> [What is being asked]: Give again, word for word, every line below from the one that has "Target: truck cab" through the one that has "Locate the rocky", both included, and no others.

> [Source records]:
◆ ◆ ◆ ◆ ◆

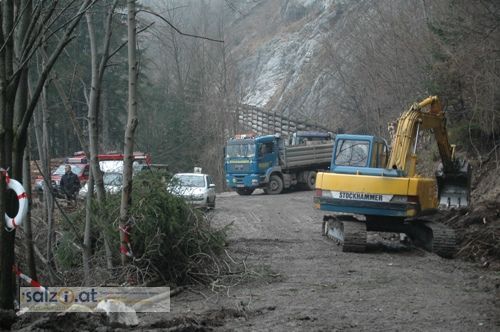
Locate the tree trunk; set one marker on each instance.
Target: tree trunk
(87, 249)
(132, 122)
(28, 233)
(14, 121)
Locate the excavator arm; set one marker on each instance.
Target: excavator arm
(453, 175)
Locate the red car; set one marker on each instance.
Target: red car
(81, 166)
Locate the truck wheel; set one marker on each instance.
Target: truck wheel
(311, 180)
(275, 185)
(244, 192)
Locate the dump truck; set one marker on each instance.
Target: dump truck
(370, 188)
(265, 162)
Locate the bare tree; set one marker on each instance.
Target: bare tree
(14, 122)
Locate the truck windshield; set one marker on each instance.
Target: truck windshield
(351, 153)
(240, 150)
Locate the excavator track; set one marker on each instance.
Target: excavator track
(347, 232)
(435, 237)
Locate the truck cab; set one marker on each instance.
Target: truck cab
(361, 154)
(248, 160)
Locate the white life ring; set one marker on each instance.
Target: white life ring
(22, 198)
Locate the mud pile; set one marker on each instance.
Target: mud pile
(478, 230)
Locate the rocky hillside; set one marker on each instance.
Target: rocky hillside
(279, 51)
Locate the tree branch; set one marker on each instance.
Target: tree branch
(177, 30)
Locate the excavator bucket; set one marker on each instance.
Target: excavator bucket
(454, 187)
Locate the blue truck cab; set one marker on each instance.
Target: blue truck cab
(361, 154)
(248, 161)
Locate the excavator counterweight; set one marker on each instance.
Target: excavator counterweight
(369, 189)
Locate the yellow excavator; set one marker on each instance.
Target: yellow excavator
(370, 189)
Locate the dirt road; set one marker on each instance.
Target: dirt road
(302, 281)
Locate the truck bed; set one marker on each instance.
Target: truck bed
(303, 156)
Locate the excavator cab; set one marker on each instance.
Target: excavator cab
(370, 189)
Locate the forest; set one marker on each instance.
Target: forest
(77, 76)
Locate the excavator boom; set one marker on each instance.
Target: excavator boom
(453, 175)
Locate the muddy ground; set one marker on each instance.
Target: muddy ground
(299, 280)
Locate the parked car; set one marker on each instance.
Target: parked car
(113, 182)
(79, 166)
(196, 188)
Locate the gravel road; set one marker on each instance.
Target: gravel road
(303, 281)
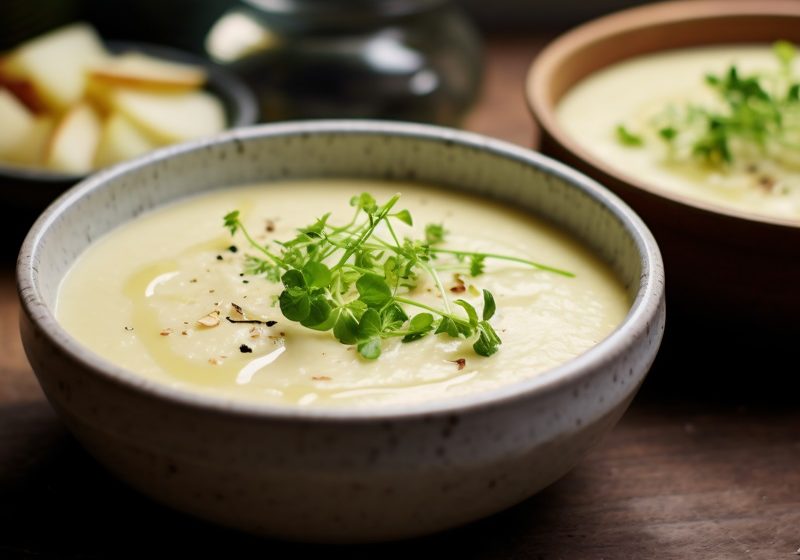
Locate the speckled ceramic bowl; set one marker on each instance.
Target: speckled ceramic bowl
(338, 475)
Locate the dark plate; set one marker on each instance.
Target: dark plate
(26, 191)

◆ ◆ ◆ ◆ ◆

> [Output for this exercise]:
Target: truck cab
(361, 154)
(248, 160)
Locate the white life ring; set one marker on each instance.
Target: white life ring
(22, 198)
Locate the mud pile; set one marker on each instance.
Target: mud pile
(478, 230)
Locate the rocky hillside; set one marker on each instance.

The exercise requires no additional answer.